NEW YORK, New York (Tuesday, November 2, 2021) — If the 26th United Nations Climate Change Conference of the Parties (COP26) is to deliver on the promises made in the Paris Agreement, it must close the gaps in climate mitigation, national determined contributions and climate finance.
Barbados’ Prime Minister, Mia Amor Mottley, expressed this view, yesterday, as she delivered remarks at the opening ceremony of the COP26 World Leaders’ Summit in Glasgow, Scotland, which had, earlier, been addressed by UK Prime Minister, Boris Johnson, and His Royal Highness, Prince Charles.
Prime Minister Mottley said the COVID-19 pandemic had taught the world that national solutions to global problems did not work.
“We come to Glasgow, with global ambition to save our people and…planet. But we now find three gaps on mitigation, climate pledges or NDCs. Without more, we will leave the world on a pathway to 2.7 degrees and with more, we are still likely to get to 2 degrees. These commitments, made by some, are based on technologies yet to be developed, and this is, at best, reckless and, at worse, dangerous,” the Prime Minister stated.
With regard to climate finance, she said the funds were $20 billion short of the promised $100 billion, and this commitment, even then, might only be met in 2023.
“… Adaptation finance remains only at 25 percent, not the 50/50 split that was promised nor needed, given the warming that is already taking place on this earth. Climate finance to frontline small island developing states declined by 25 percent in 2019. Failure to provide the critical finance and that of loss and damage is measured…in lives and livelihoods in our communities. This is immoral and it is unjust,” she noted.
* * * * * * *
▶ [Instructions to follow]:
List every person the COP26 report names.

▶ [Given information]:
* * * * * * *
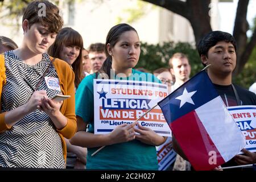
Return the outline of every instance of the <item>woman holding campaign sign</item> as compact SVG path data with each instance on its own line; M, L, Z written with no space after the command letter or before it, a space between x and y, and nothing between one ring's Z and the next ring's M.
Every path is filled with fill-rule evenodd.
M94 121L93 98L94 96L98 98L99 95L94 96L94 79L104 77L120 80L119 76L122 75L122 80L133 78L139 80L144 78L142 81L151 80L150 81L159 82L152 75L133 69L137 64L141 53L141 43L133 27L125 23L114 26L108 34L105 45L108 56L102 67L98 72L86 76L77 89L76 114L78 132L71 142L72 144L88 147L87 169L158 170L155 146L164 142L166 138L152 130L138 123L131 122L117 126L107 134L94 134L94 122L98 121ZM115 75L113 78L110 77L110 75L113 75L112 71ZM139 76L142 74L145 74L145 76ZM138 76L134 76L135 75ZM106 93L104 90L98 93L100 97L106 98ZM141 106L146 105L144 104ZM133 121L135 120L136 119ZM88 132L85 132L87 123L89 127ZM138 128L135 127L136 124ZM104 146L106 146L92 156L99 147Z
M0 56L0 167L65 167L63 138L76 130L75 76L65 61L46 53L63 24L57 6L31 2L21 46ZM71 97L50 99L56 94Z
* * * * * * *
▶ [Task output]:
- Mia Amor Mottley, Prime Minister of Barbados
- Boris Johnson, UK Prime Minister
- Prince Charles